#### [Region pointing data]
::::::::

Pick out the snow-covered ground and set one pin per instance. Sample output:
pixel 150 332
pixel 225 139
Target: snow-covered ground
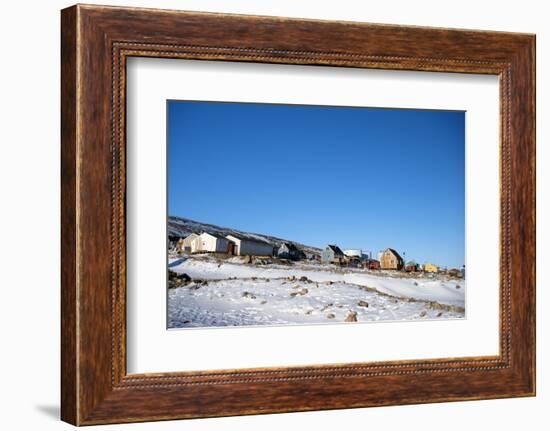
pixel 231 293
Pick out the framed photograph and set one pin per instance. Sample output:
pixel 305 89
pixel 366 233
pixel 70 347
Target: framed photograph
pixel 324 214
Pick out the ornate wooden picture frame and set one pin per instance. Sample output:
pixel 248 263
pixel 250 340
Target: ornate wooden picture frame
pixel 96 41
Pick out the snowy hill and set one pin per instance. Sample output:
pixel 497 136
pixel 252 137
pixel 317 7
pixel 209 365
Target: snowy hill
pixel 179 227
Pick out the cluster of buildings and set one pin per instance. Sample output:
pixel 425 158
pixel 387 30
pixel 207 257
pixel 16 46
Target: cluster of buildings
pixel 231 244
pixel 237 245
pixel 387 259
pixel 241 245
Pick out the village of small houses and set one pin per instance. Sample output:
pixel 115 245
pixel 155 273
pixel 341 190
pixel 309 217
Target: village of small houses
pixel 219 277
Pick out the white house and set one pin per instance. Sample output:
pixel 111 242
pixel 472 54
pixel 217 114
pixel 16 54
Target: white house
pixel 246 246
pixel 211 243
pixel 188 244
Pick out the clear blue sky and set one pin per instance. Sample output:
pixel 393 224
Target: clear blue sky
pixel 357 177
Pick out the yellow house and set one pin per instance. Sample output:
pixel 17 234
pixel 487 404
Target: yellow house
pixel 430 267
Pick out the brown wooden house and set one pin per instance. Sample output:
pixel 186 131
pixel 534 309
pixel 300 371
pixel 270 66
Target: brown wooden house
pixel 390 259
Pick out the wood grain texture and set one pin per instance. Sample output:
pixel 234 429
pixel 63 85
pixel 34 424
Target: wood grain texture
pixel 96 41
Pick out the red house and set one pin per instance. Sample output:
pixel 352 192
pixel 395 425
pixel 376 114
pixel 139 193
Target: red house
pixel 372 264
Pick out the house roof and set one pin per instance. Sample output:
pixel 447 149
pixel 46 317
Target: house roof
pixel 289 245
pixel 213 235
pixel 248 238
pixel 391 250
pixel 335 249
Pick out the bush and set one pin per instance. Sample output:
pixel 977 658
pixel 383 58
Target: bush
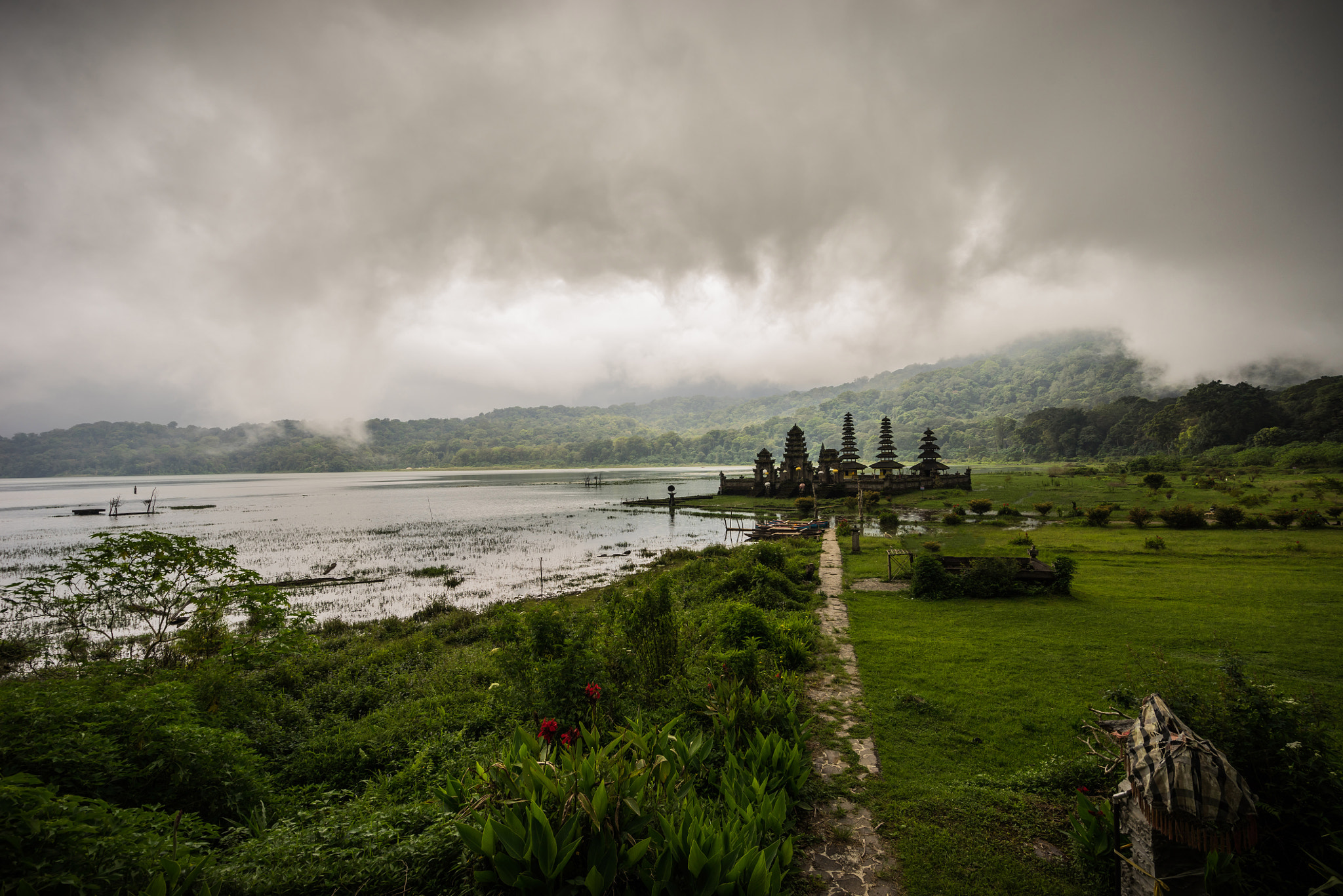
pixel 1284 518
pixel 1066 570
pixel 1140 516
pixel 1182 516
pixel 1229 515
pixel 1312 520
pixel 1099 515
pixel 740 622
pixel 931 581
pixel 990 578
pixel 65 844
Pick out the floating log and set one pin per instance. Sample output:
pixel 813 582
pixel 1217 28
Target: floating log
pixel 304 583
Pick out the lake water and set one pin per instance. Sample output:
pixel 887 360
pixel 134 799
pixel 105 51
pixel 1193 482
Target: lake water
pixel 496 528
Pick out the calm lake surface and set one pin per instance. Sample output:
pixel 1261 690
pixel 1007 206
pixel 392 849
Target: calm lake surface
pixel 496 528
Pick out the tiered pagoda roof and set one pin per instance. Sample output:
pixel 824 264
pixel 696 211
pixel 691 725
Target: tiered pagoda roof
pixel 849 449
pixel 795 449
pixel 887 449
pixel 929 463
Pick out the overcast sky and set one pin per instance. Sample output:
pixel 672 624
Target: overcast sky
pixel 238 211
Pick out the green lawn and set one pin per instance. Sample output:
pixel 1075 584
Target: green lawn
pixel 962 688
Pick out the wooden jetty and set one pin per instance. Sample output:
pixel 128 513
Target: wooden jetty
pixel 788 530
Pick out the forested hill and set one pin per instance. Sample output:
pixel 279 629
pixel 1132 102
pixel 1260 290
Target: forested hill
pixel 1079 395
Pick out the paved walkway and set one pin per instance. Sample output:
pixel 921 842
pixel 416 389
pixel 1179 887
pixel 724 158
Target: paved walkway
pixel 853 853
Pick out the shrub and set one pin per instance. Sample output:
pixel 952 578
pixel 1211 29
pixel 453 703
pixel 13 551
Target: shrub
pixel 1140 516
pixel 1229 515
pixel 1099 515
pixel 66 844
pixel 1312 520
pixel 740 622
pixel 990 578
pixel 931 581
pixel 981 507
pixel 1182 516
pixel 1284 518
pixel 1066 570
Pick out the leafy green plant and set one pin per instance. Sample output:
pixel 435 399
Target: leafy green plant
pixel 1099 515
pixel 981 507
pixel 1182 516
pixel 1091 828
pixel 147 582
pixel 1140 516
pixel 1228 515
pixel 1284 518
pixel 931 581
pixel 1066 570
pixel 1311 520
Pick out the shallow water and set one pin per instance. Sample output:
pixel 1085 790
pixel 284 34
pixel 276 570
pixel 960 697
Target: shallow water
pixel 498 530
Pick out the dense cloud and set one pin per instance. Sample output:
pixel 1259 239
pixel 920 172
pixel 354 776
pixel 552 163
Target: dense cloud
pixel 336 208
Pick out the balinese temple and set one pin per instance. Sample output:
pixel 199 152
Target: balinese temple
pixel 929 458
pixel 887 463
pixel 840 473
pixel 849 464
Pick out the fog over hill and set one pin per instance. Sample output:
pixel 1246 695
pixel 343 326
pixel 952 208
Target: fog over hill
pixel 1064 395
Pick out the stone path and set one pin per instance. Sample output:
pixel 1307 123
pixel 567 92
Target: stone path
pixel 852 855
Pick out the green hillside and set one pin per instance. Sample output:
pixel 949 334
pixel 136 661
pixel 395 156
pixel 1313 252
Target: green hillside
pixel 1077 395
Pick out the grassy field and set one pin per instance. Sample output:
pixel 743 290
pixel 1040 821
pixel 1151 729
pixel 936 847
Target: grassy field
pixel 966 688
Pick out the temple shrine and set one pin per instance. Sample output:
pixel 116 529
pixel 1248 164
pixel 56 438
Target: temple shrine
pixel 838 473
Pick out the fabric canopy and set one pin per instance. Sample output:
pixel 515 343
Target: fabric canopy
pixel 1186 786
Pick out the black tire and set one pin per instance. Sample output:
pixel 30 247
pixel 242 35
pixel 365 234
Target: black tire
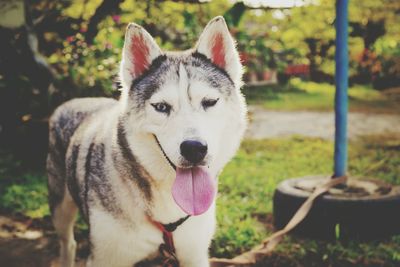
pixel 362 218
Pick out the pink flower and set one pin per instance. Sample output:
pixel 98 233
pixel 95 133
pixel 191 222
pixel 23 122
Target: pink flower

::::::::

#### [Activity]
Repeat each line of the records exactly, dropping the pictures.

#### [Answer to this task]
Pick out the snow-covered ground and set one pin per instance. Sample output:
pixel 150 332
pixel 225 139
Target: snow-covered ground
pixel 231 293
Pick out the framed photograph and set one pin per instance. Sample output:
pixel 305 89
pixel 366 233
pixel 70 347
Target: framed photograph
pixel 324 214
Pick out the ornate wooden picture frame and set one pin per instance. Sample output:
pixel 248 263
pixel 250 340
Target: ornate wooden picture frame
pixel 96 41
Pick out the snowy hill and set one pin per instance. Sample output:
pixel 497 136
pixel 252 137
pixel 317 7
pixel 209 365
Target: snowy hill
pixel 179 227
Pick out the cluster of buildings and set one pin per instance. Sample output:
pixel 425 158
pixel 387 30
pixel 207 257
pixel 16 46
Target: cluster of buildings
pixel 231 244
pixel 237 245
pixel 387 259
pixel 241 245
Pick out the village of small houses and set one pin per instance. Sample output:
pixel 115 245
pixel 155 273
pixel 341 190
pixel 309 217
Target: village of small houses
pixel 219 277
Pick out the white house and set one pin per instance. Sample output:
pixel 111 242
pixel 472 54
pixel 217 114
pixel 16 54
Target: white house
pixel 246 246
pixel 211 243
pixel 188 244
Pick out the clear blue sky and set one pin per instance. Sample output:
pixel 393 224
Target: clear blue sky
pixel 357 177
Pick out the yellow house and set one pin per instance. Sample output:
pixel 17 234
pixel 487 404
Target: yellow house
pixel 430 267
Pick out the brown wooden house and set one pin per instance. Sample output:
pixel 186 131
pixel 534 309
pixel 300 371
pixel 270 66
Target: brown wooden house
pixel 390 259
Pick out the wood grain texture and set one pin per instance. Sample output:
pixel 234 429
pixel 63 85
pixel 34 424
Target: wood grain texture
pixel 96 41
Pick out the red house and set one pin per instance. Sample output:
pixel 352 192
pixel 395 425
pixel 376 114
pixel 139 193
Target: red house
pixel 372 264
Pick out the house roof and set one pin per instance. Sample output:
pixel 447 149
pixel 46 317
Target: house roof
pixel 289 245
pixel 213 235
pixel 248 238
pixel 391 250
pixel 335 249
Pick out the bush and set one pin per instance. Sample output:
pixel 977 658
pixel 383 58
Target: bush
pixel 1284 518
pixel 1066 570
pixel 1140 516
pixel 1182 516
pixel 1229 515
pixel 1312 520
pixel 1099 515
pixel 740 622
pixel 931 581
pixel 990 578
pixel 65 844
Pick out the floating log and set one pin per instance. Sample output:
pixel 813 582
pixel 1217 28
Target: floating log
pixel 304 583
Pick out the lake water and set one pin per instance. Sample output:
pixel 887 360
pixel 134 799
pixel 105 51
pixel 1193 482
Target: lake water
pixel 496 528
Pick out the calm lake surface and set one pin per instance. Sample output:
pixel 1261 690
pixel 1007 206
pixel 392 849
Target: calm lake surface
pixel 496 528
Pick out the tiered pagoda roof and set one pin per instance. Sample output:
pixel 824 264
pixel 696 211
pixel 691 725
Target: tiered pagoda roof
pixel 849 449
pixel 795 449
pixel 887 449
pixel 929 463
Pick out the overcast sky and set one pin per instance. Sample output:
pixel 672 624
Target: overcast sky
pixel 238 211
Pick out the green lawn and set one pin per instance. Sample output:
pixel 1075 584
Target: green lawn
pixel 962 688
Pick out the wooden jetty and set one pin per instance. Sample output:
pixel 128 513
Target: wooden jetty
pixel 788 530
Pick out the forested hill and set one pin per instance. Sample output:
pixel 279 629
pixel 1132 102
pixel 1260 290
Target: forested hill
pixel 1079 395
Pick out the paved walkway and set one pin per instance. Sample output:
pixel 921 842
pixel 416 389
pixel 1179 887
pixel 724 158
Target: paved walkway
pixel 853 853
Pick out the shrub and set one pin per instance. Sample output:
pixel 952 578
pixel 1211 29
pixel 453 703
pixel 13 551
Target: shrub
pixel 1140 516
pixel 1229 515
pixel 1099 515
pixel 66 844
pixel 1312 520
pixel 740 622
pixel 990 578
pixel 931 581
pixel 981 507
pixel 1182 516
pixel 1284 518
pixel 1066 570
Pick out the leafy green plant and set one pin per instance. Sample output:
pixel 435 399
Target: leafy green plant
pixel 1099 515
pixel 981 507
pixel 1182 516
pixel 1091 828
pixel 147 582
pixel 1140 516
pixel 1228 515
pixel 1284 518
pixel 931 581
pixel 1066 570
pixel 1311 520
Pick out the shallow water and set one pin per instance. Sample output:
pixel 1085 790
pixel 284 34
pixel 276 570
pixel 960 697
Target: shallow water
pixel 498 530
Pick out the dense cloud and set one pin per instance. Sample output:
pixel 1259 239
pixel 920 172
pixel 354 776
pixel 552 163
Target: dense cloud
pixel 336 208
Pick out the balinese temple and set one pin per instance. Sample output:
pixel 199 152
Target: balinese temple
pixel 929 458
pixel 887 463
pixel 840 473
pixel 849 464
Pick out the fog over hill and set one pin per instance. Sample output:
pixel 1246 695
pixel 343 326
pixel 952 208
Target: fog over hill
pixel 1064 395
Pick out the stone path and set one pin per instance. Sample output:
pixel 1307 123
pixel 567 92
Target: stone path
pixel 852 855
Pick out the green hillside and set one pin per instance. Sample output:
pixel 949 334
pixel 136 661
pixel 395 156
pixel 1313 252
Target: green hillside
pixel 1077 395
Pick out the grassy field and set one pin per instance. Sample output:
pixel 743 290
pixel 1040 821
pixel 1151 729
pixel 936 847
Target: grassy field
pixel 966 688
Pick out the temple shrine and set one pin per instance. Sample output:
pixel 116 529
pixel 1248 164
pixel 56 438
Target: temple shrine
pixel 838 473
Pick out the fabric canopy and set one pin per instance. Sample output:
pixel 515 343
Target: fabric canopy
pixel 1186 786
Pick out the black tire and set one pin per instance. Sample output:
pixel 30 247
pixel 242 35
pixel 365 234
Target: black tire
pixel 362 218
Pick out the pink flower and set one pin per instance. Sample output:
pixel 98 233
pixel 95 133
pixel 191 222
pixel 23 122
Target: pink flower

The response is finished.